[Esempi di etichettatura di punti]
──────────
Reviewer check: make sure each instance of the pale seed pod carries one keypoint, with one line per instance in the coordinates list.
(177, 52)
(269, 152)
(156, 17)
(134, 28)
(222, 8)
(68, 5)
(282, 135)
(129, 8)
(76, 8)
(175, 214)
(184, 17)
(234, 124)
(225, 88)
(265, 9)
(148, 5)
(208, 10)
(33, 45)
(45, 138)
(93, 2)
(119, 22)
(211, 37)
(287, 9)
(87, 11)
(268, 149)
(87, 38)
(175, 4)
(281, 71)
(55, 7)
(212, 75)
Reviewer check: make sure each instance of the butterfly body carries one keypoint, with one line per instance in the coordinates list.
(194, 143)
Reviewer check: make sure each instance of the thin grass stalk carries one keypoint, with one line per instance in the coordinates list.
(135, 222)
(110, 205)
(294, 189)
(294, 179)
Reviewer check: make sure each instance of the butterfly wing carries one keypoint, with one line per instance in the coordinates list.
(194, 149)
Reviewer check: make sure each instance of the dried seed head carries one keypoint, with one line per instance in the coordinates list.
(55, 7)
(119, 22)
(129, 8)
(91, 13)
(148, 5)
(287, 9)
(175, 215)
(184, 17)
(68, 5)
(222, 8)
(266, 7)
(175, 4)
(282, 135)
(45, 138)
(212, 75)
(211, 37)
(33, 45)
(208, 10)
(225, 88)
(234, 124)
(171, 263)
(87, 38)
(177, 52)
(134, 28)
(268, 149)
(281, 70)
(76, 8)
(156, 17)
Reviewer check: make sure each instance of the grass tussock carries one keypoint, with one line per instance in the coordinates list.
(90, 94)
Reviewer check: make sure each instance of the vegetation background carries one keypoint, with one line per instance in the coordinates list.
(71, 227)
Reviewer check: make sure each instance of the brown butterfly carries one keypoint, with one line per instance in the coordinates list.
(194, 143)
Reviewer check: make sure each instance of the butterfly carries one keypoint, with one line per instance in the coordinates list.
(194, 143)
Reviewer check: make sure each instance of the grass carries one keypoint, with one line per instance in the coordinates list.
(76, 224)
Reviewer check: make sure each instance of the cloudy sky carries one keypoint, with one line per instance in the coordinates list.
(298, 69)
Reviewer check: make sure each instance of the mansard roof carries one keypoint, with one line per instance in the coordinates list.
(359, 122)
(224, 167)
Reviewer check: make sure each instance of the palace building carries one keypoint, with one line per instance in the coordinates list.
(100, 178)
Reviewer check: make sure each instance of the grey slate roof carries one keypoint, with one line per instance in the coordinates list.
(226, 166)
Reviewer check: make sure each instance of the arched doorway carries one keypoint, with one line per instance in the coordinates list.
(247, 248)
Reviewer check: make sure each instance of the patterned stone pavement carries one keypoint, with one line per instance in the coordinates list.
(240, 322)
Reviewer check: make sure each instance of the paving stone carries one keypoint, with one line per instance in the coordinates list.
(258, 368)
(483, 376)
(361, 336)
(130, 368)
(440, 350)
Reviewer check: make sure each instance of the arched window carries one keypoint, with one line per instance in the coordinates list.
──────────
__ISTRUZIONI DEL COMPITO__. Puoi riscrivere tutte le righe dei record qui sopra come elenco numerato, tralasciando quelle vuote?

__RISULTATO__.
1. Reviewer check: make sure each instance of the pale seed pod carries one keypoint, with one line per instance in the coordinates list.
2. (177, 52)
3. (269, 152)
4. (156, 17)
5. (134, 28)
6. (222, 8)
7. (68, 5)
8. (282, 135)
9. (129, 8)
10. (76, 8)
11. (175, 214)
12. (184, 17)
13. (234, 124)
14. (225, 88)
15. (265, 9)
16. (148, 5)
17. (208, 10)
18. (33, 45)
19. (45, 138)
20. (93, 2)
21. (119, 22)
22. (211, 37)
23. (287, 9)
24. (87, 11)
25. (268, 149)
26. (87, 38)
27. (175, 4)
28. (281, 71)
29. (55, 7)
30. (212, 75)
31. Reviewer check: make sure each instance of the butterfly body carries one keypoint, with one line per instance in the coordinates list.
32. (194, 143)
33. Reviewer check: make sure each instance of the thin grass stalk carries one keypoint, with one line per instance in the coordinates list.
34. (135, 222)
35. (110, 205)
36. (294, 189)
37. (294, 179)
38. Reviewer check: make sure each instance of the butterfly wing carries one keypoint, with one line per instance in the coordinates list.
39. (194, 149)
40. Reviewer check: make sure each instance of the dried seed head carries one keypoint, with one line per instance in the coordinates list.
41. (55, 7)
42. (119, 22)
43. (129, 8)
44. (91, 13)
45. (148, 5)
46. (287, 9)
47. (175, 215)
48. (184, 17)
49. (68, 5)
50. (222, 8)
51. (266, 7)
52. (175, 4)
53. (282, 135)
54. (45, 138)
55. (212, 75)
56. (211, 37)
57. (33, 45)
58. (208, 10)
59. (225, 88)
60. (234, 124)
61. (171, 263)
62. (87, 38)
63. (177, 52)
64. (134, 28)
65. (268, 149)
66. (281, 70)
67. (76, 8)
68. (156, 17)
69. Reviewer check: make sure each instance of the grass tussock carries one keypoint, with one line per instance in the coordinates list.
70. (90, 94)
71. Reviewer check: make sure each instance of the vegetation background carries one keypoint, with one line per instance in the coordinates list.
72. (71, 227)
73. Reviewer check: make sure each instance of the brown butterfly carries one keypoint, with one line per instance in the coordinates list.
74. (194, 143)
75. Reviewer check: make sure each instance of the butterfly carries one keypoint, with one line per instance in the coordinates list.
76. (194, 143)
77. Reviewer check: make sure each instance of the grass carries one keypoint, with one line per instance in the coordinates list.
78. (76, 224)
79. Reviewer check: make sure each instance of the cloudy sky carries one keypoint, with one line per instance in the coordinates list.
80. (298, 69)
81. Reviewer check: make sure each instance of the mansard roof carries one keypoint, with one line per instance in the coordinates list.
82. (359, 122)
83. (224, 167)
84. Reviewer check: make sure each instance of the palace building carries one keypoint, with one line per instance in the coordinates list.
85. (100, 178)
86. Reviewer check: make sure each instance of the grey slate roof carries one keypoint, with one line per instance in the coordinates list.
87. (226, 166)
88. Reviewer check: make sure each instance of the arched doorway carries one keypoint, with one line per instance in the coordinates list.
89. (247, 248)
90. Reviewer check: make sure each instance of the patterned stone pavement carries one keypoint, with one line per instance in the coordinates list.
91. (240, 322)
92. Reviewer check: make sure each instance of the paving stone carries one keypoint, with one line per instance in the coordinates list.
93. (258, 368)
94. (483, 376)
95. (361, 336)
96. (130, 368)
97. (440, 350)
98. Reviewer check: make sure each instance of the arched window carries one keypoint, with one line per instance in the coordinates list.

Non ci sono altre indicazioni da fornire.